=== Dataset content ===
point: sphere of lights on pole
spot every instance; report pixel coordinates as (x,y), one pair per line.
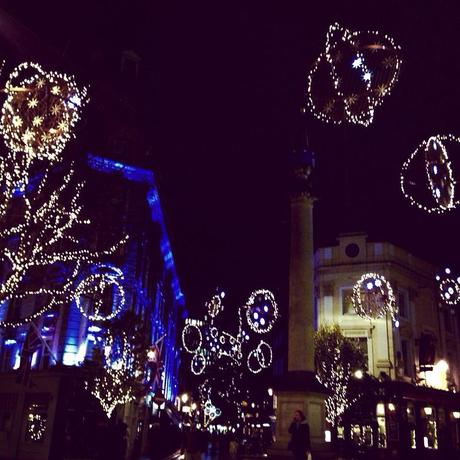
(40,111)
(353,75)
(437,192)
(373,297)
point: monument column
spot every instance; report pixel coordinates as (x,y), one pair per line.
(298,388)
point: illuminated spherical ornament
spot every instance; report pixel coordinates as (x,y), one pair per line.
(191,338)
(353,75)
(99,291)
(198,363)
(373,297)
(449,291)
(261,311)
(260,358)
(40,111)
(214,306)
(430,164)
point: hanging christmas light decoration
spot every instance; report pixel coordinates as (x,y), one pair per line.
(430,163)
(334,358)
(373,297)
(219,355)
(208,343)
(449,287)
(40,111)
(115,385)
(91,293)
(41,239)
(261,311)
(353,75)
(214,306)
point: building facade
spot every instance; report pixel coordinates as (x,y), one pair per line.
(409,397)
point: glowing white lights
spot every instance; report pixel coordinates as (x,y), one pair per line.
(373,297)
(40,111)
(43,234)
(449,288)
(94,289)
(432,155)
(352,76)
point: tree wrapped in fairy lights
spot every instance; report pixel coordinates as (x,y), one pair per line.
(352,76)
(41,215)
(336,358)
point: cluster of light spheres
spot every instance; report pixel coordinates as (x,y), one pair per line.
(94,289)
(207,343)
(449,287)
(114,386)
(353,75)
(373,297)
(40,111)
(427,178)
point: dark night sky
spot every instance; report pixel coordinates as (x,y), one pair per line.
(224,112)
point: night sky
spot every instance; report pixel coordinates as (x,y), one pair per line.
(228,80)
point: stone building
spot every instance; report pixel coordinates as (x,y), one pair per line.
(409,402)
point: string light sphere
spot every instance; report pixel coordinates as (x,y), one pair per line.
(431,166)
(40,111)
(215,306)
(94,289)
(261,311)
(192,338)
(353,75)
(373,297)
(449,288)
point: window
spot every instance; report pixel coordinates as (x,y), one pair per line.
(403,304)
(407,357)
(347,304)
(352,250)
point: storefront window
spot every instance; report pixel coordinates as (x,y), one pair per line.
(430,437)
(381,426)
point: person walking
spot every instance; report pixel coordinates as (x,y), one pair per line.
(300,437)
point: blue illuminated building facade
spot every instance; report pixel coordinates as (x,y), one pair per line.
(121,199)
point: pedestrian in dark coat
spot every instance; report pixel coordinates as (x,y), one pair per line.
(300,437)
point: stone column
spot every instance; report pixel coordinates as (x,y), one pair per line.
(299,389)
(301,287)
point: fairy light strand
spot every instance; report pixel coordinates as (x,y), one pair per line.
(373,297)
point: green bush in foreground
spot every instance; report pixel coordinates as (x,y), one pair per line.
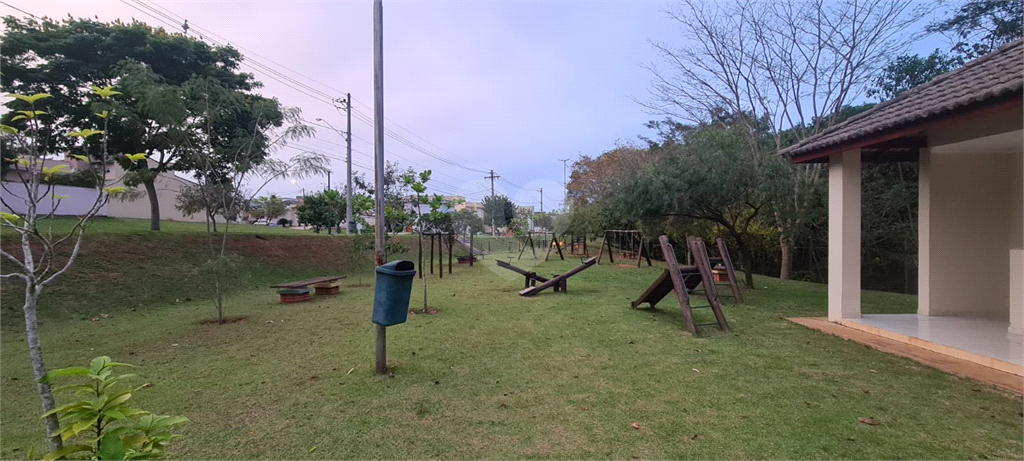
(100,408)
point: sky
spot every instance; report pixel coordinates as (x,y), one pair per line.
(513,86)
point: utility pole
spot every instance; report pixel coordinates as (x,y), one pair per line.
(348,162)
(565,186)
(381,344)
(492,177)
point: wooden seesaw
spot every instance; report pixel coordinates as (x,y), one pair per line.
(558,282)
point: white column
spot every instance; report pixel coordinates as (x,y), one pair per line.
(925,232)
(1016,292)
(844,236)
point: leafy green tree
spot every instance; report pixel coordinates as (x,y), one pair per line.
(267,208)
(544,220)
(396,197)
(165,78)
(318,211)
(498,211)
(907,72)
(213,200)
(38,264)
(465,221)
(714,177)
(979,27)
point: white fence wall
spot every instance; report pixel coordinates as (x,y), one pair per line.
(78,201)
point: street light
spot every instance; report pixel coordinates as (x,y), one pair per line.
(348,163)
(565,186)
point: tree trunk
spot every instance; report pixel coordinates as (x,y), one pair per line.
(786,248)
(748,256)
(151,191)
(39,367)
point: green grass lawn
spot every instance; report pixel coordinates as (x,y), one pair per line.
---
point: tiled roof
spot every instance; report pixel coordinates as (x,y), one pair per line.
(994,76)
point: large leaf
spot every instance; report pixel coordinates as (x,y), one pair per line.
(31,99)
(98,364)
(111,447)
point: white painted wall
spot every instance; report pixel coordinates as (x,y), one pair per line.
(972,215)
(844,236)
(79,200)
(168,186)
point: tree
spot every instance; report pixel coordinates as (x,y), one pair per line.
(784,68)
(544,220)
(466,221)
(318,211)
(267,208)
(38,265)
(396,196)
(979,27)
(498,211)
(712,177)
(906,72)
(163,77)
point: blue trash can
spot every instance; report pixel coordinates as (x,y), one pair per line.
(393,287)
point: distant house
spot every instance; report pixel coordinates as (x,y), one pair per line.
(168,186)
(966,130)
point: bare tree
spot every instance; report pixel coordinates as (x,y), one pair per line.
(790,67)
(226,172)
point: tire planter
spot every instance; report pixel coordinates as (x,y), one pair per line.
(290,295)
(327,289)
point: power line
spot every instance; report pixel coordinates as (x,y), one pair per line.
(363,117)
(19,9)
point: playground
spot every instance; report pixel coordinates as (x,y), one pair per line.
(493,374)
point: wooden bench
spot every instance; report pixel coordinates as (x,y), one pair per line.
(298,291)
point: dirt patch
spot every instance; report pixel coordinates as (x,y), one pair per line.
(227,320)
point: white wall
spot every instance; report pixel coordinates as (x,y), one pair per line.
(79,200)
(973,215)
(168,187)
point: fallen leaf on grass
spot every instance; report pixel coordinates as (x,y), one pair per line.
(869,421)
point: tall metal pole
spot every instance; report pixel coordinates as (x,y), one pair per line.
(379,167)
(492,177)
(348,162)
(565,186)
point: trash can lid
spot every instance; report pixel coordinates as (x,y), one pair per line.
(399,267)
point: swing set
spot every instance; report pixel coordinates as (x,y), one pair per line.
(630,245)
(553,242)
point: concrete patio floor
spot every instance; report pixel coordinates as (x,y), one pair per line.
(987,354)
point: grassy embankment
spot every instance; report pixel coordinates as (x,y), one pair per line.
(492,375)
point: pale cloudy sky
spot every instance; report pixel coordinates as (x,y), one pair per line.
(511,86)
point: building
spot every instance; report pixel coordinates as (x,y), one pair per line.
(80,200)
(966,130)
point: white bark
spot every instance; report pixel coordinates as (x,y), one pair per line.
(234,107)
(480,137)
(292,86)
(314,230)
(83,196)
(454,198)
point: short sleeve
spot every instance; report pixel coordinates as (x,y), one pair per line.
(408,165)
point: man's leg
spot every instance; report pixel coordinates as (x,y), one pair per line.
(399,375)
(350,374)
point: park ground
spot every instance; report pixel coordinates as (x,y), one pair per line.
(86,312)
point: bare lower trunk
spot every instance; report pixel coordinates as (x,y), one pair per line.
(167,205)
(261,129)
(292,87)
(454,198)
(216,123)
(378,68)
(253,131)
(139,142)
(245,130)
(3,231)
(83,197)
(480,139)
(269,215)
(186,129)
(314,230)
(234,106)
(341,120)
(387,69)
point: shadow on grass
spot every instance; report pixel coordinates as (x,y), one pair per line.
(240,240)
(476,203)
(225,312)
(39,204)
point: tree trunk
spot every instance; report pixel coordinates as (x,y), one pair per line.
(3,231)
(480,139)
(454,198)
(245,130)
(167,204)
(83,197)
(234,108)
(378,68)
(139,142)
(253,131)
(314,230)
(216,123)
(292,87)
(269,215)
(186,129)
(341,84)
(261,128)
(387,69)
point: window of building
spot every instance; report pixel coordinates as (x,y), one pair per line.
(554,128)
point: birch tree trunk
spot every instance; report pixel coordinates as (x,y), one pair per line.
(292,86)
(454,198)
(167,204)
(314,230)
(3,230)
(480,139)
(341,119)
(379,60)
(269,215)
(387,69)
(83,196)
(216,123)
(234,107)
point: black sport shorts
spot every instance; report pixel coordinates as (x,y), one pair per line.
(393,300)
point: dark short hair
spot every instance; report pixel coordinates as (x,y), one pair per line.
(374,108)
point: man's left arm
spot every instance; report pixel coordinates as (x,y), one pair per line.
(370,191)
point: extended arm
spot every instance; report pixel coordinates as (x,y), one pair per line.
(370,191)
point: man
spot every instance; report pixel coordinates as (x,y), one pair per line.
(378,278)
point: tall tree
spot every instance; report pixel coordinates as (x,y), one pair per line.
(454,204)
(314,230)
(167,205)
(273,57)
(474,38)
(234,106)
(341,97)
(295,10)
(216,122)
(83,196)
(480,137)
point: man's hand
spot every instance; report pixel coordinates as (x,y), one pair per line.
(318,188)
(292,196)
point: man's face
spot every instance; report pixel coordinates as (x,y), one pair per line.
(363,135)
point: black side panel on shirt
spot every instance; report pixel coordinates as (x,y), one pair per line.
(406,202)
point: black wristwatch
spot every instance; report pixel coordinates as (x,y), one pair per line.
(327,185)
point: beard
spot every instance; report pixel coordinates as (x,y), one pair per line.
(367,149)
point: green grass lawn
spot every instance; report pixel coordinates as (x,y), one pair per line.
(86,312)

=== Exercise details ===
The answer should consist only of the lines above from the one with "point: sphere of lights on pole" through the one with "point: dark night sky", repeated exactly, with no pictures among them.

=== Result for this exercise ===
point: sphere of lights on pole
spot every instance; report pixel coordinates as (x,y), one pair per line.
(40,111)
(353,75)
(437,192)
(373,297)
point: monument column
spot every instance; report pixel coordinates as (x,y), one pair per line.
(298,388)
point: illuminated spherical ornament
spot every instance; report pixel coordinates as (x,y), one pair per line.
(191,338)
(353,75)
(99,291)
(198,363)
(373,297)
(449,291)
(261,311)
(260,358)
(40,111)
(214,306)
(430,164)
point: hanging christmas light decoration
spot every instance; report pixel coordinates as (x,y), one pair per line.
(430,163)
(334,358)
(373,297)
(219,355)
(208,343)
(449,287)
(40,111)
(115,385)
(91,293)
(41,239)
(261,311)
(353,75)
(214,306)
point: building facade
spot every instance; report pixel coordinates as (x,y), one pair per line.
(409,397)
point: glowing white lights
spot every instance; report pixel coordinates as (x,y), one pair per line.
(373,297)
(40,111)
(43,234)
(449,288)
(94,289)
(432,155)
(352,76)
point: tree wrapped in fairy lights
spot every instance; report pixel coordinates as (x,y), one pair per line.
(352,76)
(41,215)
(336,358)
point: cluster of light spheres
spot every instance; report pixel coordinates as (x,y), one pair per line.
(94,289)
(207,343)
(449,287)
(114,386)
(353,75)
(373,297)
(40,111)
(427,178)
point: dark night sky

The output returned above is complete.